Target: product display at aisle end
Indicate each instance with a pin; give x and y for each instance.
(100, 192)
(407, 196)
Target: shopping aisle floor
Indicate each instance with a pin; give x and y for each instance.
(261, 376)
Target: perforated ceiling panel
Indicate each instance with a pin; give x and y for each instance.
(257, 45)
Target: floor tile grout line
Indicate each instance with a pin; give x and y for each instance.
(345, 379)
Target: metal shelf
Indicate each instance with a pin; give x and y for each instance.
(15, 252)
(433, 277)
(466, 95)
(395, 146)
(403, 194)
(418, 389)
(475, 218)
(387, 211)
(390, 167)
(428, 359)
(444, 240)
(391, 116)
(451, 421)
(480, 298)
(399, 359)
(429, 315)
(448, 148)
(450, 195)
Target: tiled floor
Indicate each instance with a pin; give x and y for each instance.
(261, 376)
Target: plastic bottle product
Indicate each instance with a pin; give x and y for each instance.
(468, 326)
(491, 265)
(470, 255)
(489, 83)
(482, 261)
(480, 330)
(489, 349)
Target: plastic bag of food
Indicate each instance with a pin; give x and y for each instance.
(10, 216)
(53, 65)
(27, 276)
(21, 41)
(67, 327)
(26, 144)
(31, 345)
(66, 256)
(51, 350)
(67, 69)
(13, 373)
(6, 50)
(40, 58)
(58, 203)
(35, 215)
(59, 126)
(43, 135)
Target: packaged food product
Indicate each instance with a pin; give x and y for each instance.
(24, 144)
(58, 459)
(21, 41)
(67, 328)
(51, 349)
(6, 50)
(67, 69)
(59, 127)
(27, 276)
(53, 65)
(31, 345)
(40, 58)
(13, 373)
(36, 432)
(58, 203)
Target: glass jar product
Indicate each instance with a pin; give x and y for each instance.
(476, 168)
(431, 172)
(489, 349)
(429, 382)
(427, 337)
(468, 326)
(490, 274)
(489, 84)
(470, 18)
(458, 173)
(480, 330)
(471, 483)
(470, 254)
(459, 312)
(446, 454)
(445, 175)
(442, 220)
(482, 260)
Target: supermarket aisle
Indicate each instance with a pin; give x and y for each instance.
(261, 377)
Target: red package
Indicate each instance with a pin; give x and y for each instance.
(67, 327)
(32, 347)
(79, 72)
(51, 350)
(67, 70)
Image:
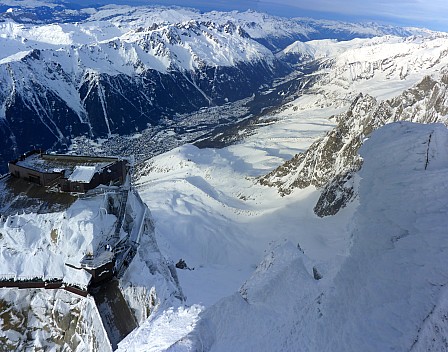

- _Given task_:
Count the lines above that contain the string "Target", treating uppercase and lowercase letters as different, and reply with only the number.

- _Finished answer_:
12